* To be done *
Answer these from the home office article below:
(a) How big was the first one-bedroom flat?
(b) What shape was the dining table in both flats?
(c) What cheap temporary option does the article suggest?

══ Text excerpt

In over six years working from home full-time and a few more years juggling a traditional office job with part-time freelancing, I’ve had a varied selection of home ‘offices’, ranging from a small dining table to my current big separate office. In this article, I share all my office set-ups so far, together with some lessons and suggestions. I hope they spark ideas if you’re currently looking to improve your own working from home set-up.

Dining table

During my first two years in the UK, I lived first in a tiny (31sqm) one-bedroom flat and later on in a small (42sqm) one-bedroom flat. The only place available to work from was the dining table, which was round in both flats. I had a full-time job in London at the time and I only translated a few evenings a week and some weekends, so the dining table did just fine. Well, my back, my neck and my shoulders actually disagreed.

Round tables are the worst possible place you can work from, only made even worse by sitting on Windsor or similarly traditional dining chairs. Round tables don’t allow you to rest your arms in a natural way, so you end up inadvertently leaning forwards towards your screen and spreading out your elbows.

If the dining table is the only place available for you to work, make sure that at least it’s not round, especially if you foresee working from home often. Check whether you can replace it for a rectangular or a square one instead. A temporary cheap option would be to get a cardboard standing desk so you can alternate sitting at the table with standing throughout the day.

════
══ Record list

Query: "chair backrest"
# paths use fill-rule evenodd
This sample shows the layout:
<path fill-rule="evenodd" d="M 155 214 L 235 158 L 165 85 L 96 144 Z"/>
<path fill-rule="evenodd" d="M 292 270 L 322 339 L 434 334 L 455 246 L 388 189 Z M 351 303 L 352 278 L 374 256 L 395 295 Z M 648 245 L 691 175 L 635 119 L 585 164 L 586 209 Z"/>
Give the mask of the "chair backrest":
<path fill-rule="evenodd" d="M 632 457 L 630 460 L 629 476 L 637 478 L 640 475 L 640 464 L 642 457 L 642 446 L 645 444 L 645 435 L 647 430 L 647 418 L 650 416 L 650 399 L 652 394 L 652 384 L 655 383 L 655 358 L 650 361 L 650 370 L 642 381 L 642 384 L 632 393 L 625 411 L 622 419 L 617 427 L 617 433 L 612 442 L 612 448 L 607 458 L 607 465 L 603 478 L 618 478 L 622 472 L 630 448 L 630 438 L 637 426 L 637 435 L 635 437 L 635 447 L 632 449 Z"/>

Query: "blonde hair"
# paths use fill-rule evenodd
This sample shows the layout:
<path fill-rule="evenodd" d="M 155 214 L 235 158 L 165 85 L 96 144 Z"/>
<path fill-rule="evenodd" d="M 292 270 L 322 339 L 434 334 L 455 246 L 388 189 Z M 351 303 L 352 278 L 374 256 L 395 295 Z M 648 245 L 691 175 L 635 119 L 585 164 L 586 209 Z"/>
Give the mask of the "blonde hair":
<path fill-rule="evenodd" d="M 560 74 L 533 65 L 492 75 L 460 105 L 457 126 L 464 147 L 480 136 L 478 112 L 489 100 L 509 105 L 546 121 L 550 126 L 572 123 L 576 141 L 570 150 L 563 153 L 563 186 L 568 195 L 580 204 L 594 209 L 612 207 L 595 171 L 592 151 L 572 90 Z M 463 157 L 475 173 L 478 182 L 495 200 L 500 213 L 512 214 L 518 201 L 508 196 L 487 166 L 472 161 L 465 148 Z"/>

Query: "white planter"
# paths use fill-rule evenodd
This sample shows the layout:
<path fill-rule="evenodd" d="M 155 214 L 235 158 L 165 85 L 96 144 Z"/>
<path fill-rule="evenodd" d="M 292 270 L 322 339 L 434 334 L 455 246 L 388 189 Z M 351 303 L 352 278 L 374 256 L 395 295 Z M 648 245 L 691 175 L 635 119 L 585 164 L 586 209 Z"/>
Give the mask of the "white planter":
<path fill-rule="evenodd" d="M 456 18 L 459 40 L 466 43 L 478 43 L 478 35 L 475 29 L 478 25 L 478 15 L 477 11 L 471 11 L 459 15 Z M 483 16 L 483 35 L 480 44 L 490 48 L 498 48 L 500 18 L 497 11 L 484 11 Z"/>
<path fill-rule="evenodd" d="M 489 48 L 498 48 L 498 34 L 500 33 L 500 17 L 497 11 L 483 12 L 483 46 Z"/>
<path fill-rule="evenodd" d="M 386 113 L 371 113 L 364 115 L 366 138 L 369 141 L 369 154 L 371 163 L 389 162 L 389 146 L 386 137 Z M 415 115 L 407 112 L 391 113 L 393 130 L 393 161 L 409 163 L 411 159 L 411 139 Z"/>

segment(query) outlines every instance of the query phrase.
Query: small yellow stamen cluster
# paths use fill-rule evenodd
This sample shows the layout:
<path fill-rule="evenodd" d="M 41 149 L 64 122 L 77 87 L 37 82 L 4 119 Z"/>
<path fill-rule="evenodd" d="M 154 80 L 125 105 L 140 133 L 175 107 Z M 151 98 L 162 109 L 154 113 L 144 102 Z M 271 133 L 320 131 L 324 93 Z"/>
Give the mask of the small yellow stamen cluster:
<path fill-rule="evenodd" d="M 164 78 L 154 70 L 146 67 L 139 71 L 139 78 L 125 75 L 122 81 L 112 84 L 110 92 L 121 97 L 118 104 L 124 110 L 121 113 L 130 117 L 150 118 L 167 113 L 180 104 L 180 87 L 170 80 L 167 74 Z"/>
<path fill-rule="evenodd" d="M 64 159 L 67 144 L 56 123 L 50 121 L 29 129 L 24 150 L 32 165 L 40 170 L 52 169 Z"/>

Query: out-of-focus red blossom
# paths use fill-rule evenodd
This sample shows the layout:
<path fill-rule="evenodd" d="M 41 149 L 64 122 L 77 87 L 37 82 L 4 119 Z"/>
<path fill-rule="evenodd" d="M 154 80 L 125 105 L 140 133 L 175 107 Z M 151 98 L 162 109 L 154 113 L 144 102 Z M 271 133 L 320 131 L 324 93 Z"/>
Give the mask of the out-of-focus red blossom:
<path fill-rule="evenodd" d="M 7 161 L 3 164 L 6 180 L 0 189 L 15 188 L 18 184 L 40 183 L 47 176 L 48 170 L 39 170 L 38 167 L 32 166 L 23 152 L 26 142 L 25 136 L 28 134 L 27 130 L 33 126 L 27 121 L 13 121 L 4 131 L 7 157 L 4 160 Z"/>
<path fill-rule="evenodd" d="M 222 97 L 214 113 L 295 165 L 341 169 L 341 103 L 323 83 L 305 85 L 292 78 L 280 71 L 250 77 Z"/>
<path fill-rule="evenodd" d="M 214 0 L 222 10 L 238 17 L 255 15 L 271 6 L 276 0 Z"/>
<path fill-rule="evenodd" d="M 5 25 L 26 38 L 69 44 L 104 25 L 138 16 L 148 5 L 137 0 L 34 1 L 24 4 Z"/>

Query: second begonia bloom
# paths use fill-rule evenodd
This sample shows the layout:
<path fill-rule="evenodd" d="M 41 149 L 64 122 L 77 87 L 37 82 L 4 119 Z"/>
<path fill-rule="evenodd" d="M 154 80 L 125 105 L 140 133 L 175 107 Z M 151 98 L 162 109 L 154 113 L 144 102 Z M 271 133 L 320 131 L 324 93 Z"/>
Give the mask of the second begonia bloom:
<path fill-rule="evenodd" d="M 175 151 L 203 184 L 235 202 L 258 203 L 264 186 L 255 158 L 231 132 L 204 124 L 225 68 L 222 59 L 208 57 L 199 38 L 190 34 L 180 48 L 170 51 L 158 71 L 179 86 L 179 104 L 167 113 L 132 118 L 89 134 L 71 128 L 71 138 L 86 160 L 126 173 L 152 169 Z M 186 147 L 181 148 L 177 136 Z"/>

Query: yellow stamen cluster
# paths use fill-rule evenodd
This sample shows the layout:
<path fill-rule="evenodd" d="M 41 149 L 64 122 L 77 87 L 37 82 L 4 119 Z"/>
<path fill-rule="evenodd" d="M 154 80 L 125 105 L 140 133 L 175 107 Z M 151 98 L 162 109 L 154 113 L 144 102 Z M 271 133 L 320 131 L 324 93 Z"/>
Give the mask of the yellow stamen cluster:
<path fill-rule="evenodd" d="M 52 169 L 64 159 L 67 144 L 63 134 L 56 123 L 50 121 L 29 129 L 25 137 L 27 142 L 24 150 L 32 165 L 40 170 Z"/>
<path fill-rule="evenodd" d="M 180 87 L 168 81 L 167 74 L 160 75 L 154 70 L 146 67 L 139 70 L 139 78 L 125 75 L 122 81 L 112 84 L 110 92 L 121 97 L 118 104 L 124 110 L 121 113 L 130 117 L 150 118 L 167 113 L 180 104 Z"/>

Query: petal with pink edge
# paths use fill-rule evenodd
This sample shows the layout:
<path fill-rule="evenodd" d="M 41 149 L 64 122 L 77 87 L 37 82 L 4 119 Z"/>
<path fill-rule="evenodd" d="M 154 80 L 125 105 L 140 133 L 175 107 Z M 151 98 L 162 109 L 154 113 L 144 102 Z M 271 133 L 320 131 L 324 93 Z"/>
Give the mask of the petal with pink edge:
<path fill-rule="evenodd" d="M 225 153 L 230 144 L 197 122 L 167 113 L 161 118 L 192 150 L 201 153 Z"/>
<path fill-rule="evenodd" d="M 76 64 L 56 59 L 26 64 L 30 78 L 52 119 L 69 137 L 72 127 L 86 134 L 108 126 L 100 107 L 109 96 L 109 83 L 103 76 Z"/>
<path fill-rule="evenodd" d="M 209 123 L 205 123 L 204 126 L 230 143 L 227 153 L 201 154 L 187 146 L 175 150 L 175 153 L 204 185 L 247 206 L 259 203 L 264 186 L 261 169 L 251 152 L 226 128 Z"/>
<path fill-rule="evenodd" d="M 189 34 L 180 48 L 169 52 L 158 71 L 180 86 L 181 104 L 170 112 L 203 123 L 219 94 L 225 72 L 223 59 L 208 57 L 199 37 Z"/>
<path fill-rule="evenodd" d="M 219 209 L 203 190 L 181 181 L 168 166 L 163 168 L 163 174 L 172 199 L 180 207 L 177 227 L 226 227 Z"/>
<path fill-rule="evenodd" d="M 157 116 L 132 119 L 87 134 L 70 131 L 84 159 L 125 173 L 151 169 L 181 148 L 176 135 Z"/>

════

* Completed exercise *
(a) 31 square meters.
(b) Round.
(c) A cardboard standing desk, so you can switch between sitting at the table and standing during the day.